To be done -
Rewrite everything from the start of the listing down to the line containing "x=53, y=166", both included, with every line kept, the requests too, and 65 added to each x and y coordinate.

— START OF Raw records —

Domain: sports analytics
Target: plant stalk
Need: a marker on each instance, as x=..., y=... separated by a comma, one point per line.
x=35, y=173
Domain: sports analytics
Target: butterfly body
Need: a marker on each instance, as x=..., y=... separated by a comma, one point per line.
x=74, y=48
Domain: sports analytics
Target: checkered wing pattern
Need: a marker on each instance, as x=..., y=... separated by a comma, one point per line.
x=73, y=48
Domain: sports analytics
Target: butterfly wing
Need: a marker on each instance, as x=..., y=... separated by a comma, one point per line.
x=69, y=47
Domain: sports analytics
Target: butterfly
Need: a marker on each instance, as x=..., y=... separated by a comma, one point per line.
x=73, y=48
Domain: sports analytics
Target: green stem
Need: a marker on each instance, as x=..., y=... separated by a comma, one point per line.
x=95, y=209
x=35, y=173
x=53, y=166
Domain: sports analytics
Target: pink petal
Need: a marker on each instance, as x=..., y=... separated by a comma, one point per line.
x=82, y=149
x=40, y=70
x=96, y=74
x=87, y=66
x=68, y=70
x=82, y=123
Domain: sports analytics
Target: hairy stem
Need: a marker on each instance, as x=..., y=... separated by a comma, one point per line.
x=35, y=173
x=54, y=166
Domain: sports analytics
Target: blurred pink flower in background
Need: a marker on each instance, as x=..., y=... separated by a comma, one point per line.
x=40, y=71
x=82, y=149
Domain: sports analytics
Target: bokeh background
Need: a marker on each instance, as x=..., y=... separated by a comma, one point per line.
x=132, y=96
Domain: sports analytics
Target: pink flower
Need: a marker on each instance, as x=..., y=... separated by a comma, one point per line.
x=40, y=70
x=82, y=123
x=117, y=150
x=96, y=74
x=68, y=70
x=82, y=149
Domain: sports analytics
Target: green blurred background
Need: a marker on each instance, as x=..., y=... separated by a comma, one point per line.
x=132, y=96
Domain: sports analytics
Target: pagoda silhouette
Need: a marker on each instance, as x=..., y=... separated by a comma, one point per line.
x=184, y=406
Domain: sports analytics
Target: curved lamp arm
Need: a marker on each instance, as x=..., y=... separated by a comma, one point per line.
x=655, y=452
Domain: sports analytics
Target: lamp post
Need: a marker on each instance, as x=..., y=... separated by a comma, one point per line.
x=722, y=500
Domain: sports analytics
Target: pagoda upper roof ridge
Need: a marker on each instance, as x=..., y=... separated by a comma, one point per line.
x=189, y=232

— END OF Raw records —

Right answer -
Domain: sports analytics
Target: plant stalk
Need: a marker on each instance, as x=..., y=... separated by a comma, one point per line.
x=100, y=238
Domain: sports analytics
Target: butterfly body
Need: a marker on each instance, as x=..., y=... separated by a comma, one point per line.
x=139, y=113
Domain: sports analytics
Target: checkered wing pattern
Need: a marker on each instance, as x=..., y=... separated by a comma, one point per line.
x=138, y=113
Domain: sports analytics
Target: butterfly wing
Need: a marker on each instance, as x=..., y=... separated by a comma, one point per line.
x=134, y=112
Domain: sports analytics
Target: butterfly
Need: a marker on each instance, as x=..., y=... separated by a comma, one point per line.
x=138, y=113
Domain: sports analytics
Target: green stem
Need: a marker on each instance, as x=..., y=... separated by a comma, one point per line.
x=160, y=274
x=100, y=238
x=118, y=231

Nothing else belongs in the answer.